| Enunciado 1 |
Reescribe todo lo que va desde el inicio de las entradas hasta la línea que contiene "x=721 y=502", ambas incluidas, cambiando "crowd of spectators" por "audience" y dejando lo demás igual.

| Artículo |
I love Lovecraft

Ha pasado poco tiempo desde que me encontré a Lovecraft en la red -tan solo siete años- desde entonces, gracias a Ernest empecé a leerlo y tiempo después -cuando ya no podía dejar de leer- empecé a recopilar sus relatos; tuve algunos problemas porque algunos de ellos están perdidos y otros simplemente no se encuentran con tanta facilidad en la red.

Algunos participantes del foro de Ciberanika me enviaron desde España libros de Lovecraft -Gracias por eso- y tiempo después empecé a buscar en el fondo de las tiendas y librerías de mi ciudad y encontré uno que otro, algunos con relatos repetidos y pastas maltratadas. Las mini Ferias del Libro también han ayudado mucho en mi búsqueda y los viajes que he tenido oportunidad de hacer.

Actualmente tengo un pequeño ''altar'' a Cthulhu, el personaje más reconocido y popular de Lovecraft, así como un tatuaje del mismo en mi tobillo.



A algunos les pareció exagerado, tonto y a otros simplemente no les gustó, pero Lovecraft me inspiró para mis historias y me invitó a un mundo maravilloso con paisajes inimaginables y seres fascinantes. Su redacción y su creatividad me maravillan desde que leí 'La Sombra Sobre Innsmouth' hace años, rescató una parte de mi personalidad que pendía de un hilo y que a punto estuve de perder.



Ahora quiero compartir los relatos con ustedes, sin ánimo de lucrar o ganar algo, solamente de guardar -porque mi pc puede fenecer en cualquier momento- y de invitarlos a entrar en Innsmouth o Dunwich, a soñar en la casa de la bruja o a llamar al gran Cthulhu que yace dormido en la profundidad del mar.

Bienvenidos.

Eyra Garibay Wong

Buscas algún relato en especial?

viernes, 11 de julio de 2008

LA TRANSICIÓN DE JUAN ROMERO (THE TRANSITION OF JUAN ROMERO) 16 DE SEPTIEMBRE 1919

No tengo ningún deseo de hablar de los sucesos que ocurrieron en la mina Norton el 18 y el 19 de octubre de 1891. Un sentido del deber para con la ciencia es lo único que me impulsa a rememorar, en los últimos años de mi vida, escenas y hechos cargados de un terror doblemente agudo por la imposibilidad de definirlo. Sin em­bargo, antes de morir, creo que debo contar lo que sé sobre la, digamos, transición de Juan Romero.

No hace falta que diga a la posteridad ni mi nombre ni cuál es mi origen; en realidad, creo que es mejor que no aparezcan, porque cuando un hombre emigra de repente a los Estados o a las Colonias, deja tras él su pasado. Además, lo que yo fui una vez no tiene nada que ver en absoluto con lo que voy a contar; excepto, quizá, el hecho de que durante mi servicio en la India me sentía más a gusto con los maestros nativos de blanca barba que entre mis compañeros oficiales. Había ahondado no poco en la extraña sabiduría de Oriente, cuando se abatieron sobre mí las calamidades que me impulsaron a emprender una nueva vida en el inmenso Oeste de América..., vida en la que consideré oportuno adoptar otro nombre: el que llevo actualmente, que es muy corriente y carece de significado.

| Enunciado 2 |
Según el texto sobre Lovecraft, ¿en qué parte del cuerpo está el tatuaje de Cthulhu?

| Materiales proporcionados |

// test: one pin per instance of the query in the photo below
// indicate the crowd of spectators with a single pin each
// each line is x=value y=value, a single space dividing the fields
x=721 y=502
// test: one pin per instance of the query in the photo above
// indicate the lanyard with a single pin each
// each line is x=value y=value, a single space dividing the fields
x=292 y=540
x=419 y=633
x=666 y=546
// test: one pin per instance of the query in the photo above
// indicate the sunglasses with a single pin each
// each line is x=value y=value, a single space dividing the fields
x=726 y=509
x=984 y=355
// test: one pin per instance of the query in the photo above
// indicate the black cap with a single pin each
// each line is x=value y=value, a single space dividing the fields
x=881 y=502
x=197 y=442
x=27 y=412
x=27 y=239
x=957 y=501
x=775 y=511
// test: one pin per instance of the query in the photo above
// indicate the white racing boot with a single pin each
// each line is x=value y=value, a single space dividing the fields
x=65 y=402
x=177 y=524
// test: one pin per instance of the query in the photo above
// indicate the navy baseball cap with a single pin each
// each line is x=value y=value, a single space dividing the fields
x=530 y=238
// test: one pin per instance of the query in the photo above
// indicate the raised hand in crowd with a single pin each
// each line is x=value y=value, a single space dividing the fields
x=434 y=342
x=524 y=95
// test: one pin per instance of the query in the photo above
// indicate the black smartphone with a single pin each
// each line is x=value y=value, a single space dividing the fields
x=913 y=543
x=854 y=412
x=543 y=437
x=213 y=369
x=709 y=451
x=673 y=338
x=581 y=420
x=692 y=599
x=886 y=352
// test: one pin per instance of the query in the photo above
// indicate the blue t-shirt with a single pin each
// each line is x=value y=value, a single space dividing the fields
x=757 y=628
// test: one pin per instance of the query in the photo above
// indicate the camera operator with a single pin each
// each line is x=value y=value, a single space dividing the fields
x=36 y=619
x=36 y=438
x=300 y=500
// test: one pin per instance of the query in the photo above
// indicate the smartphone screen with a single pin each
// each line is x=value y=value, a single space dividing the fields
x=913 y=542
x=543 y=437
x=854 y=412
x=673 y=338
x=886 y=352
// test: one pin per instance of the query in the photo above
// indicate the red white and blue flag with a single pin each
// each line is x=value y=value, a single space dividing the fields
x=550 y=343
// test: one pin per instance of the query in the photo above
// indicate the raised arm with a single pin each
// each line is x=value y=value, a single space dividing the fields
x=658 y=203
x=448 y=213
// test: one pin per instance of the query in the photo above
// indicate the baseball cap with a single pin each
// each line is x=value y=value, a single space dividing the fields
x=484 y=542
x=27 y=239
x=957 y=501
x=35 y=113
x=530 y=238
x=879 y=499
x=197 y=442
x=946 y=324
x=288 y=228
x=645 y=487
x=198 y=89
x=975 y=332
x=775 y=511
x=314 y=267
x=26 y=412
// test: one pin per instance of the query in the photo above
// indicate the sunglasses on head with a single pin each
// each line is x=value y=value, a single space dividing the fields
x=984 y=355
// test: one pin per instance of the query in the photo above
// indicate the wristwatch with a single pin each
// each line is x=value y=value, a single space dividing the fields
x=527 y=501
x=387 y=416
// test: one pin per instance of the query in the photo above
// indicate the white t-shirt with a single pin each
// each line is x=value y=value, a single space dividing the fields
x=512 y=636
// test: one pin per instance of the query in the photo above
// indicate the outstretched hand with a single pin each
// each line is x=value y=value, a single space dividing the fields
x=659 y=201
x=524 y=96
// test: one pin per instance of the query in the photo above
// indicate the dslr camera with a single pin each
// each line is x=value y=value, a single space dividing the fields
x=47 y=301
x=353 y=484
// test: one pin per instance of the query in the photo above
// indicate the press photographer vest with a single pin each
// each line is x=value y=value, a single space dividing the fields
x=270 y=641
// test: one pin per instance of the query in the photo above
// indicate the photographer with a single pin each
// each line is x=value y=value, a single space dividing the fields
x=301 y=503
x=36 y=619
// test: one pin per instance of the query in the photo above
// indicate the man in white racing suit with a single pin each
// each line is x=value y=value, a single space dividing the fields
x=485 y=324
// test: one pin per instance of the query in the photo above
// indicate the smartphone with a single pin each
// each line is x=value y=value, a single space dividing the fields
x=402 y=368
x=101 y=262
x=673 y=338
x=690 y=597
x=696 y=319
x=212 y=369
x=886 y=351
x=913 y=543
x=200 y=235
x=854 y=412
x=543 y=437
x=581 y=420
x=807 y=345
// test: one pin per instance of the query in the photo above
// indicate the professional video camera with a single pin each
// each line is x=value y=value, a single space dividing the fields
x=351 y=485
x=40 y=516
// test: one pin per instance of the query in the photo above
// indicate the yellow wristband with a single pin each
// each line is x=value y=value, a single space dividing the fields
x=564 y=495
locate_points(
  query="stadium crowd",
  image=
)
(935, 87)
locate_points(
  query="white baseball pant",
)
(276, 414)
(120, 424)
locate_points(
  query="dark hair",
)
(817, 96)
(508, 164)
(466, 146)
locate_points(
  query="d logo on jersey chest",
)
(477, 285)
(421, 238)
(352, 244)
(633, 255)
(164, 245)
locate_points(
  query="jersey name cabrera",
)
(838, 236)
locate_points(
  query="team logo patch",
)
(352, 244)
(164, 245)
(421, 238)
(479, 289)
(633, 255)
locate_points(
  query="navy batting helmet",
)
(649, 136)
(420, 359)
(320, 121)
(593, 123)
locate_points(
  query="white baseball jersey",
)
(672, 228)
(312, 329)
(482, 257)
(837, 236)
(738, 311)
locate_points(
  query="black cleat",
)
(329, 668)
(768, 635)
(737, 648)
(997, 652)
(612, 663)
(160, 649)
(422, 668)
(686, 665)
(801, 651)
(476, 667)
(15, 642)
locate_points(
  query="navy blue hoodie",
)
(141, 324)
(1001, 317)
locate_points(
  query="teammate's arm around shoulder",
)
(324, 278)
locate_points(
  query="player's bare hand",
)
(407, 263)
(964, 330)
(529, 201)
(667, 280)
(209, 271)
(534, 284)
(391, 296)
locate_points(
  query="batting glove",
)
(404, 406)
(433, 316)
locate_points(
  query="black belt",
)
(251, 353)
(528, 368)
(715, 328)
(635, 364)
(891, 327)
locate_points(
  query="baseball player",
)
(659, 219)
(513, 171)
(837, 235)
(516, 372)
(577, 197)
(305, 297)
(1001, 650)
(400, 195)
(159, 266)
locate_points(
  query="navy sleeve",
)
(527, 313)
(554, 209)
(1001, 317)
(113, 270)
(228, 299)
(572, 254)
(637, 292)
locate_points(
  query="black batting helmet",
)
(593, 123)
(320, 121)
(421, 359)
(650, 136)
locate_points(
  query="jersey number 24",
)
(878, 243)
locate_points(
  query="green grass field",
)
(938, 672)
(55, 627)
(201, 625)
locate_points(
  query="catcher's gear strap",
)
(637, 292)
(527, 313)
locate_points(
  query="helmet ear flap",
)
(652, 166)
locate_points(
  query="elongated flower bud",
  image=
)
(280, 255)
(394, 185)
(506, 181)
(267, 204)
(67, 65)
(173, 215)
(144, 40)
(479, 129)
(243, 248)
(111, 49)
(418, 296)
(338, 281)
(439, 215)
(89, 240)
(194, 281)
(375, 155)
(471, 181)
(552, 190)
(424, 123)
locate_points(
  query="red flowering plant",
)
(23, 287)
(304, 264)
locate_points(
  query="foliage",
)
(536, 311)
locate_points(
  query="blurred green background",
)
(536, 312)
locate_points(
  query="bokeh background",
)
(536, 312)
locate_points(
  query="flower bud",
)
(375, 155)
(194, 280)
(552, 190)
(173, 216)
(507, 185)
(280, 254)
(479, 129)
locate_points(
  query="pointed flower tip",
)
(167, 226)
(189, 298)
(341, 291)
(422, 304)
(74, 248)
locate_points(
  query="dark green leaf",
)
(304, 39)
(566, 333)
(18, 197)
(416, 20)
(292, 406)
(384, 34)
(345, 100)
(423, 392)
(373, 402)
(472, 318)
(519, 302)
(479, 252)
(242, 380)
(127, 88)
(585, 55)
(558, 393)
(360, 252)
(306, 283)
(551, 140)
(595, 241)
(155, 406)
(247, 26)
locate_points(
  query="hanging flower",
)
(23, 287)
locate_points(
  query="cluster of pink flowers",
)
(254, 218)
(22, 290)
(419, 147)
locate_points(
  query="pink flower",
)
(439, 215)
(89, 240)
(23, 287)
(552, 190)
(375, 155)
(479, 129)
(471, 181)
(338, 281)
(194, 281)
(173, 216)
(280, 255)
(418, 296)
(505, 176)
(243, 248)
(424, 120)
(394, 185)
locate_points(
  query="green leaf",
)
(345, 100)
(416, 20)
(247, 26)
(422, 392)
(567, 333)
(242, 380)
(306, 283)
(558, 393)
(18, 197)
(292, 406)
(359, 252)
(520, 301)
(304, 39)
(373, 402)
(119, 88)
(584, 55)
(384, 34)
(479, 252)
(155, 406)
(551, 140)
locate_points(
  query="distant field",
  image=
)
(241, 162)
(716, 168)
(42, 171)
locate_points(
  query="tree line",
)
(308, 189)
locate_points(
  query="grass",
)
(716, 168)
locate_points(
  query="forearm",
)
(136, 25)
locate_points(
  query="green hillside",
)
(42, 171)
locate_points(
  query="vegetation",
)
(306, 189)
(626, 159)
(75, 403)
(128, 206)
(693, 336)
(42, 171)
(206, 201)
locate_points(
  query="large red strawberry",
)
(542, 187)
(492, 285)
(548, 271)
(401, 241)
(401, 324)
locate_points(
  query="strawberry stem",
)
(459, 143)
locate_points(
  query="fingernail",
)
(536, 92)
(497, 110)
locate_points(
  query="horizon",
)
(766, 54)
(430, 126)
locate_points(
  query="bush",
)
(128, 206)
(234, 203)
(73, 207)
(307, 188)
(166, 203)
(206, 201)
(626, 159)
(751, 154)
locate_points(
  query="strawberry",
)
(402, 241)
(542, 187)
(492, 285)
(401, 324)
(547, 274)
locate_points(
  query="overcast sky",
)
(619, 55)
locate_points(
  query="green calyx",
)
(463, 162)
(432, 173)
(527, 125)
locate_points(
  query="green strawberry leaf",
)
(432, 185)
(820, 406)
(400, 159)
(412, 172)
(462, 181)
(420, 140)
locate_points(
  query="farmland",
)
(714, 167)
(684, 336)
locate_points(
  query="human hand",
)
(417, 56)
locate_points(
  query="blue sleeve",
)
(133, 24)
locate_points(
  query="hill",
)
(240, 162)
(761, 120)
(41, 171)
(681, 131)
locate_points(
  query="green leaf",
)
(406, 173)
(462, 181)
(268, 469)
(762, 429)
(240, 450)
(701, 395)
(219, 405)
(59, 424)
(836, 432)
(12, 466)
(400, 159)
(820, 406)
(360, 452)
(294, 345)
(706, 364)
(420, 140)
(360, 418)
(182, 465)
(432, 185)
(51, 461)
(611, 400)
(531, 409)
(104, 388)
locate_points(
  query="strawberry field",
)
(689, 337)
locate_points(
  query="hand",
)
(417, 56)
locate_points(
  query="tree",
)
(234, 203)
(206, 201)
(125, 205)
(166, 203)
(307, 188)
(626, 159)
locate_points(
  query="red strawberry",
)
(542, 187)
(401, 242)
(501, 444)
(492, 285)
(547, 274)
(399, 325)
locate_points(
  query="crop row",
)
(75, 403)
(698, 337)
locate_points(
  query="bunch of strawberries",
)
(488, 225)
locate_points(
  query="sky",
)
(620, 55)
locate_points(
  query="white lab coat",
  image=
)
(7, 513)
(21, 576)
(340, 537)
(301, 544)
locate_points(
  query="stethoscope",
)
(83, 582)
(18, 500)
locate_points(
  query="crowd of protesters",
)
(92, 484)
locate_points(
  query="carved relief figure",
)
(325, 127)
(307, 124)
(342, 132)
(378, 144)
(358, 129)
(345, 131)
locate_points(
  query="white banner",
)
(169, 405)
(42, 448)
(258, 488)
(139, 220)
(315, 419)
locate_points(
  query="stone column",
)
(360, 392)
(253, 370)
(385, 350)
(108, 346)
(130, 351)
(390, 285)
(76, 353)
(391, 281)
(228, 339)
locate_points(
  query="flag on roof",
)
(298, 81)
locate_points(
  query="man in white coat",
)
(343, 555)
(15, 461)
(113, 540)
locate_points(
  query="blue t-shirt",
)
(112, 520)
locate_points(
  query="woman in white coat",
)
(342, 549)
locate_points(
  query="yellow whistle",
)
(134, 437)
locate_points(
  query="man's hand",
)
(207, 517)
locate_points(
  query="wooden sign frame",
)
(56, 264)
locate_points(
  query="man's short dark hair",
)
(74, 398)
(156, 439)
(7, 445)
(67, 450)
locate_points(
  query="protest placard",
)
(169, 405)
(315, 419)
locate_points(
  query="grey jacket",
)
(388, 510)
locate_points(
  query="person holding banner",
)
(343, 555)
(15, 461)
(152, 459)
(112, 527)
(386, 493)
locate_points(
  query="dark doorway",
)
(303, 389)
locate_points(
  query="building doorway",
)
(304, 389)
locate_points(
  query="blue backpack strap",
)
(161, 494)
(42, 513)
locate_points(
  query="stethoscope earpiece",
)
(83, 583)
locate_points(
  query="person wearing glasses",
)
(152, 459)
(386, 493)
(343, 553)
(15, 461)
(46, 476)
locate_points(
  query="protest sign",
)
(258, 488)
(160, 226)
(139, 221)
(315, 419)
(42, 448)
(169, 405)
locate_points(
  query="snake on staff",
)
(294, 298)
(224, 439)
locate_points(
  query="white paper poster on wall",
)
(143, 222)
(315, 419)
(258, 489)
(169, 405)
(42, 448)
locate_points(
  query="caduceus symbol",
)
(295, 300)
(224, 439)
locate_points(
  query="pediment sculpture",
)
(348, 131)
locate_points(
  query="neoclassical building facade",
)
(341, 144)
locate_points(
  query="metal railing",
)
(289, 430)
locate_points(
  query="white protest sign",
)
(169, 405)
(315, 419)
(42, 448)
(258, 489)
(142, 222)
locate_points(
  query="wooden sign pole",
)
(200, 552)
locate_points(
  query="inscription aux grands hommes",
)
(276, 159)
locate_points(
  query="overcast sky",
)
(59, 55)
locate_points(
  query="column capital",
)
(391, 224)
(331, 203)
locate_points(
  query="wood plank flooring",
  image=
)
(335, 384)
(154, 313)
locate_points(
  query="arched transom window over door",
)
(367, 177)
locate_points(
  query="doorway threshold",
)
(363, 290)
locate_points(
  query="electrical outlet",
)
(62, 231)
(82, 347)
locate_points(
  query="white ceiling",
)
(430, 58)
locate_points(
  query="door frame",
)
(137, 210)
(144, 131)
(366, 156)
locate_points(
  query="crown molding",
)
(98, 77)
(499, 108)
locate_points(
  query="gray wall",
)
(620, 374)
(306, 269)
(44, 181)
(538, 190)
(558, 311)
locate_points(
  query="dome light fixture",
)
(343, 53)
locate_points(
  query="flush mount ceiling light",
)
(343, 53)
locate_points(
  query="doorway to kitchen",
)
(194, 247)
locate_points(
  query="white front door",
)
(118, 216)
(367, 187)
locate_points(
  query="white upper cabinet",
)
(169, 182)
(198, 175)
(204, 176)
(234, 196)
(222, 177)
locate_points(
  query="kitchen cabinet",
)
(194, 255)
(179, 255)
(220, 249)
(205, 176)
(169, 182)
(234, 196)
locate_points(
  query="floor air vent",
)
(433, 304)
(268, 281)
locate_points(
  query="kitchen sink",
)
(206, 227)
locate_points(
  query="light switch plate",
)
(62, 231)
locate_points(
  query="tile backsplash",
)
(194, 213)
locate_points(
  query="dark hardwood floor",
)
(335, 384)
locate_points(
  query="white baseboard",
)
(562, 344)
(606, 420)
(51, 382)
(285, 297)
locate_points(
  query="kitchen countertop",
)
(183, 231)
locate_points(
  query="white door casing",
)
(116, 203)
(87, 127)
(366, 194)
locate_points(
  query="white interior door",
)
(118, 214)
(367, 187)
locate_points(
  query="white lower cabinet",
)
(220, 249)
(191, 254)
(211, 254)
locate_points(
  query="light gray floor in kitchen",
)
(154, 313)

| Respuesta 1 |
// test: one pin per instance of the query in the photo below
// indicate the audience with a single pin each
// each line is x=value y=value, a single space dividing the fields
x=721 y=502

| Respuesta 2 |
En el tobillo.